▶ _SOURCE PASSAGE_
--------

1. Steve Myers: Tell me about the work of the Union 'Zaschita' or Defense,
and
to what you owe your success in the election in Astrakhan?
Oleg Shein: In the Astrakhan region, there are two organizations of
the
working class. There is the United Workers Front, which is the political
wing of the working class organization, and the Union called
Zaschita or
Defense, which leads the predominantly economic struggle of the
class. The UWF is a
Marxist organization founded in 1989, and in 1995 Zaschita was formed
from
its organizational base. The UWF is based on internationalism,
and calls for the
nationalization of large and median scale capital, and the establishment
of
workers' power.
Both the UWF and Zaschita have many years of experience in the
fight for the rights of working people. Our organization has
conducted
dozens of strikes, including occupations, hundreds of legal actions
against the
bosses, blockades of roads, mass meetings. Over the years we
have won the
payment of wage arrears, the raising of wages, the re-instatement
of
workers illegally fired, and have successfully resisted attempts
by bosses
to simply evict workers from company housing onto the street.

--------

▶ _RECORDED DATA_
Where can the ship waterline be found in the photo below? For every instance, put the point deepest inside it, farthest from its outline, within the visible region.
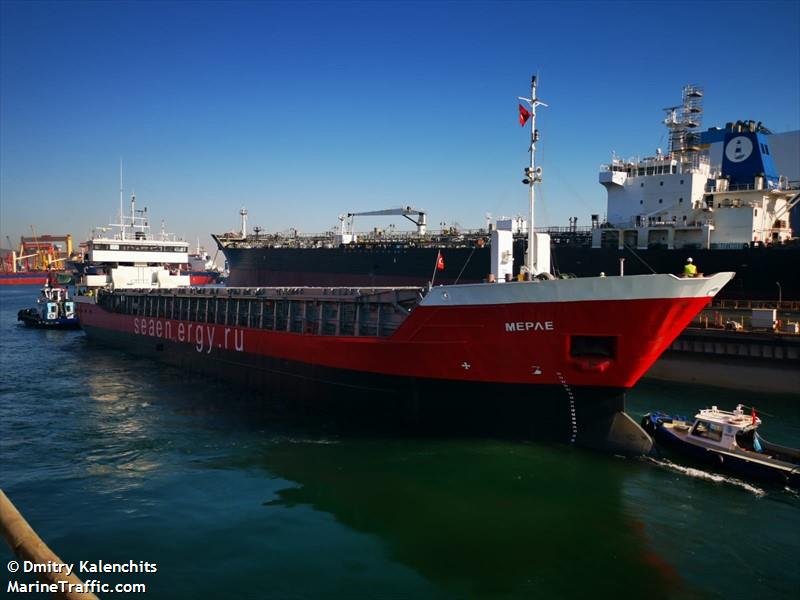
(527, 358)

--------

▶ _TASK REQUIREMENTS_
Extend the interview with Oleg Shein about the workers' organizations in the Astrakhan region, picking up after its last sentence.

▶ _THE RESPONSE_
In 1998 we organized a tent city under the windows of the Regional
Governor with the demand to pay wage arrears, halting the bankruptcy
of
factories and forcing the dismissal of the local public prosecutor.
It was our
organization that helped to defend the rights of small street vendors,
Chechen refugees,
and mothers, who have not received proper assistance from government.
Understandably, this fight was not easy. For example, the public
prosecutor
repeatedly tried to instigate suits against myself and my comrades
for our
so called 'illegal' strikes, eight of our comrades have been
physically
attacked, and one especially talented organizer, Oleg Maksakov
was killed
by a gunshot in the back in the spring of 1999. The bourgeois
press has
dumped buckets of insults on us, as of course have the official Russian
"communists,"
from the party of Ziuganov, who serve the bourgeoisie.
The election victory confirmed the high standing of the
UFL and Zaschita among
Astrakhaners. It is also telling that we won outright in areas dominated
by
the working class, and the results of this election confirmed
the class nature of
our organization.
2. Myers: How do you intend to use your position as a member of the
State Duma
to advance the cause of the working class?
Shein: It's hard to talk about it in great detail. It's hard right now
for
me to judge what is possible for a Duma Deputy to accomplish,
though I do
have five years of experience as a representative in the local
government
in Astrakhan.
From my point of view, the principle work of a deputy is not to sit
in that warm
meeting hall and press the voting buttons, but to use my position to:
1. Support struggling collectives fighting for their rights.
2. Organize contact between workers groups from all areas of
the country.
3. Publicly oppose anti-worker legislation.
4. Politicize the worker's movement in Russia and to facilitate
the formation
of a Russian Worker's Party.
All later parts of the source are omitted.